Exercise directions =>
Please update the rows below by replacing "provide one point" with "mark one point" everywhere, keeping everything else the same, and leave the pictures out of your answer.

# # #

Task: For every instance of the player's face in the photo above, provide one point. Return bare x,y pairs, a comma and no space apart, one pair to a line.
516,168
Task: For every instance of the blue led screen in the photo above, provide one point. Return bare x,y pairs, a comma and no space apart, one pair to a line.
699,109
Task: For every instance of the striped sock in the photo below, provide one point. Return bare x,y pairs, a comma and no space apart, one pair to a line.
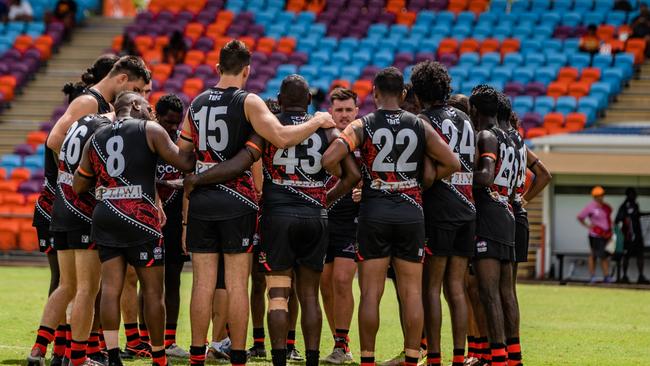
514,352
78,352
499,355
44,336
132,335
59,341
170,334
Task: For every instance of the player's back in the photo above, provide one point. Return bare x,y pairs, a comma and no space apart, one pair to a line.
220,130
125,213
71,210
294,180
392,152
450,202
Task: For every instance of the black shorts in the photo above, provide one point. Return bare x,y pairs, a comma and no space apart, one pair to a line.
287,242
172,239
381,240
148,254
522,237
230,236
490,249
598,247
79,239
457,242
45,240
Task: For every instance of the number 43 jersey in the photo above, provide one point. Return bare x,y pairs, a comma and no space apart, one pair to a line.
125,214
391,153
219,131
72,211
294,180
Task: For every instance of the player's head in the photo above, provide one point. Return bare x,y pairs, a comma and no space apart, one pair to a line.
343,106
389,83
460,102
234,60
431,83
129,74
410,102
169,113
132,104
483,103
294,93
630,194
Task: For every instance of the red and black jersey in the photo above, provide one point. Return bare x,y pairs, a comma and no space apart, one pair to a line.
219,131
495,218
43,206
73,211
521,165
449,203
294,180
126,213
392,150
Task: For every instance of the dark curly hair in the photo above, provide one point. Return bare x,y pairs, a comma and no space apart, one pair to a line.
431,82
485,99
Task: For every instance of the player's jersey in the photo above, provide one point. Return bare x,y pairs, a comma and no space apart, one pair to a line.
73,211
391,152
219,131
449,203
294,180
521,165
495,218
43,207
125,214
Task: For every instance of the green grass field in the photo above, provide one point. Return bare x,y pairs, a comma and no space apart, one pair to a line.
560,325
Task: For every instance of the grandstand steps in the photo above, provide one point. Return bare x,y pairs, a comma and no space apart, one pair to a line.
633,104
42,95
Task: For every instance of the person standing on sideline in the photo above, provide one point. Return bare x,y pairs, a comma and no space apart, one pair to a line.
600,231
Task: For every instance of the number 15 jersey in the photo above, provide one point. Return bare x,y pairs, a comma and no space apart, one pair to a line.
219,131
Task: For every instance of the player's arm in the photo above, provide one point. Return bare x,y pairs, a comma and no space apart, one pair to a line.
487,156
542,176
343,145
267,125
85,176
161,144
446,162
228,169
81,106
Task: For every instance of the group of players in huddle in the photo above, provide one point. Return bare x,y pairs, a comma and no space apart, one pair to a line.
429,189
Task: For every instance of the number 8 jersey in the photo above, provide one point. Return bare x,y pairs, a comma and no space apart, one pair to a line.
219,131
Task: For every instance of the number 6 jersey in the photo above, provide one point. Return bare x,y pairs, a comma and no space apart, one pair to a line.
219,131
72,211
125,168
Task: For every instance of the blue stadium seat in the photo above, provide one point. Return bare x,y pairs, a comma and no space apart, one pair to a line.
566,104
544,105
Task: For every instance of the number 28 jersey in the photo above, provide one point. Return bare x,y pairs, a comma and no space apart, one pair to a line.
294,180
126,213
72,211
219,131
392,150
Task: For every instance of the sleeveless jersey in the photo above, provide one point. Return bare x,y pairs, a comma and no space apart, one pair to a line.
219,131
391,152
72,211
521,164
125,214
294,180
449,203
495,219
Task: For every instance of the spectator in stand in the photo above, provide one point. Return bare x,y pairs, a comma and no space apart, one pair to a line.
20,10
174,52
600,231
641,26
630,217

# # #

Exercise result =>
Task: For every instance of the player's face in the photo above, mark one point. Return bare x,y pairs, a comma and no space apart, one pair to a line.
516,168
Task: For every instance of the blue led screen in the photo above, mark one point. Return bare x,y pairs, a comma and no space apart, one pair to a line.
699,109
Task: For every instance of the striped sock in the photo below, mark one point. Return bare x,y pairs, a comma and no space apart, one pair to a line.
514,352
78,352
499,355
44,336
132,335
59,341
170,334
Task: For every instance of the player's back in the photo above, mark one point. Return bare x,y pairs, a comma and no space apart, one pair to a line.
220,130
125,213
71,210
294,180
392,152
450,202
Task: For every instance of the black shorts in the photo above, mark one point. Return bare x,y pairs, a comma and no space apart, one pair to a line.
287,242
172,239
381,240
148,254
522,237
230,236
490,249
598,247
79,239
457,242
45,240
Task: For every instance of the number 43 jersey in the photo above, mark one point. Return bare x,y pairs, a comma and no space apart, one pair to a line.
125,214
391,153
219,131
72,211
294,180
Task: For every instance of the player's head in the photo above, mark one point. Return bare x,y pairs, a comma and no space apart, one pair to a line.
343,106
389,83
460,102
234,60
431,83
129,74
410,102
169,113
132,104
483,103
294,93
630,194
Task: For every instance of the red and black jersey in the photo above, mark one point. Return bare x,y pairs, a comma and no space apart, one pair to a line.
219,131
495,218
43,206
73,211
521,165
449,203
294,180
126,213
392,150
Task: For every instance of the dark curly hair in the photo above, mark one point. Return bare x,y pairs, a comma and no space apart, one pair to a line.
431,82
485,99
Task: For every instance of the player's jersey in the photo above, mark one point. Return bare x,y pairs, a comma and no space apart, one pair to a line.
73,211
391,152
219,131
449,203
294,180
521,165
495,218
43,207
125,214
Task: For every instance of the green grass field in the photo above, mark one point. Return bare x,y pairs, a comma and no space apart, one pair to a line.
560,325
Task: For every instance of the grandstand steps in the photo above, mark one point. Return bare x,y pairs, a comma and no space apart, one pair to a line.
633,104
42,95
Task: For every instance of the person standing on sideline in the photo above, mark one point. Return bare x,y pairs, a comma and no space apart, one pair to a line.
600,231
Task: For every instance of the number 15 jersey in the photo above, mark one point. Return bare x,y pairs, a comma and no space apart, one pair to a line.
219,131
Task: For every instance of the player's arm in the photo above, mark one point. Return bare x,y pairs, a comma and no space apart, one pair to a line.
487,156
542,176
343,145
267,125
85,176
161,144
446,162
228,169
81,106
Task: For every instance of the group of players in huddle in the photo above, mark one point. Return bare x,y pairs, a comma and no space apart, one pair to a line.
429,189
Task: For every instance of the number 8 jersey in the photo above, mark one point. Return bare x,y pairs, a comma and no space apart, one pair to a line.
219,131
Task: For every instance of the number 6 jersey in the photo above, mark one point. Return bare x,y pairs, a comma and no space apart, one pair to a line.
219,131
72,211
125,168
Task: For every instance of the blue stadium seat in the photo above, mark one point. Return bare x,y pairs, a comma and no space apart, one pair to a line.
566,104
544,105
Task: For every instance of the number 28 jersey in the photo above, mark one point. Return bare x,y pairs, a comma and no space apart, one pair to a line.
294,180
126,213
72,211
219,131
392,150
Task: For every instance of the sleeveless jersey in the photo above, mark one point. Return bare x,y pairs, a comma and no space apart, one pair to a line.
219,131
391,152
72,211
521,164
125,214
294,180
449,203
495,219
Task: For every instance of the spectator in stand in the photo above, mark one point. Return bare x,y pairs, a comma and no space apart, one pair to a line.
20,10
174,52
600,231
641,26
630,217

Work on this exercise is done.